| WORK TO COMPLETE |
Which lines in the rows below contain the string "wing"? Pull out each such line and copy it; case counts.

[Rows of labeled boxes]
--- Start ---
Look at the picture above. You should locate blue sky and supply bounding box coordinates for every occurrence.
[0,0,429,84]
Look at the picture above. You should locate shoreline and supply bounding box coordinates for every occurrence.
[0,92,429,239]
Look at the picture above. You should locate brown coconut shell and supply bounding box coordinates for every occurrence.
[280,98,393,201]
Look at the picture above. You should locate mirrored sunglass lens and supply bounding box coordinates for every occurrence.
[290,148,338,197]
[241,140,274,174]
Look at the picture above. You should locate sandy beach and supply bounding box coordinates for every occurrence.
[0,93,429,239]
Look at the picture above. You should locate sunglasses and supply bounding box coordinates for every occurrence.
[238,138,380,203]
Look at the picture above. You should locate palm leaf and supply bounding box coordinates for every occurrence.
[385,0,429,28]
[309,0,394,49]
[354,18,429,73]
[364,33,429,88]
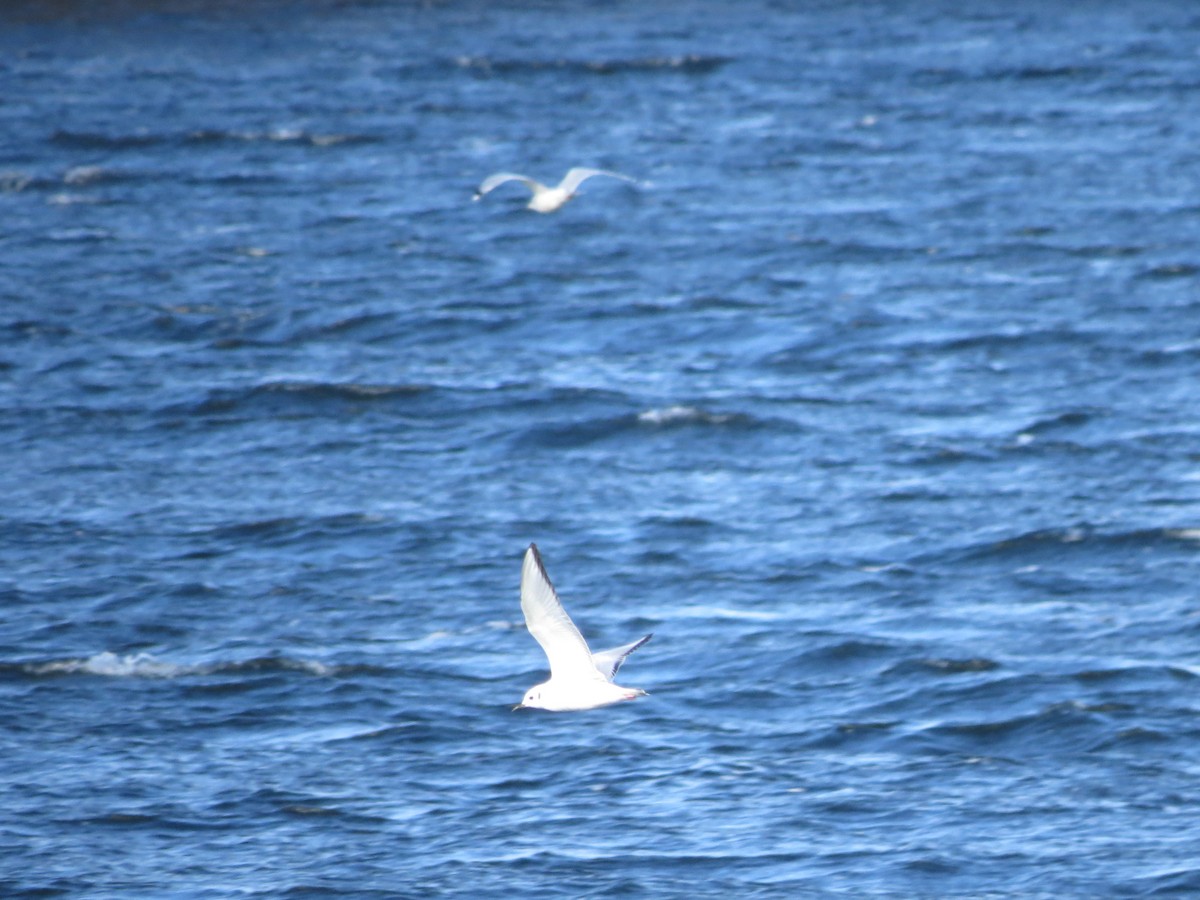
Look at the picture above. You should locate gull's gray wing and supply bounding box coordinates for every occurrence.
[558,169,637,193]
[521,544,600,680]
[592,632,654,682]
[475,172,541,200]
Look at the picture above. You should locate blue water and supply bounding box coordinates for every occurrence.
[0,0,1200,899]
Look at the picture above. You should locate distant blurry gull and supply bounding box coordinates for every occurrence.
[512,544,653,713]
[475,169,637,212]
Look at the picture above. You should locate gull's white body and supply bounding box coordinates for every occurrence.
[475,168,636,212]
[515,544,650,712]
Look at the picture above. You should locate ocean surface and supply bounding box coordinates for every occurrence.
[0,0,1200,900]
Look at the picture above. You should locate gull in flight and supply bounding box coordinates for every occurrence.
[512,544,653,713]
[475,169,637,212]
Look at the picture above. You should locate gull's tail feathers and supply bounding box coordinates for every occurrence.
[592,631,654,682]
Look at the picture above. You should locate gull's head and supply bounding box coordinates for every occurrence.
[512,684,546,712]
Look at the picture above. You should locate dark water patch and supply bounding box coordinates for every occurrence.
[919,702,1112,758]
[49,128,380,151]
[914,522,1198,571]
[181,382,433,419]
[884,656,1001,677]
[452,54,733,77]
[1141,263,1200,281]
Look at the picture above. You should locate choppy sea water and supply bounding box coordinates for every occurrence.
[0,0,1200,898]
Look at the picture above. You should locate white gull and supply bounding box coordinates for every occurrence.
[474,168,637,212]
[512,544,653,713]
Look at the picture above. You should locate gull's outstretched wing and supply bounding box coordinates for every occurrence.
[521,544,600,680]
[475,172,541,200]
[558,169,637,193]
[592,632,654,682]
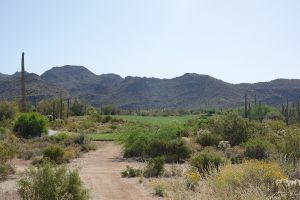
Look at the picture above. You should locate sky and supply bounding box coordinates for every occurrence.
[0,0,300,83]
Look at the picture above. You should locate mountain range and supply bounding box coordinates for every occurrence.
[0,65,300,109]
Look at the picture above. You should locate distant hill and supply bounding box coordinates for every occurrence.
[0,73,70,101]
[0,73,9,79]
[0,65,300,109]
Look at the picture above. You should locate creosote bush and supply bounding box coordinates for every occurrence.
--- End ---
| SOLUTION |
Look at the picture above. You should locate gull's gray wing and supply bounding box coordinates for every occurrence.
Look at the picture above. You should locate gull's outstretched wing and supply bounding box coordinates for every occurrence.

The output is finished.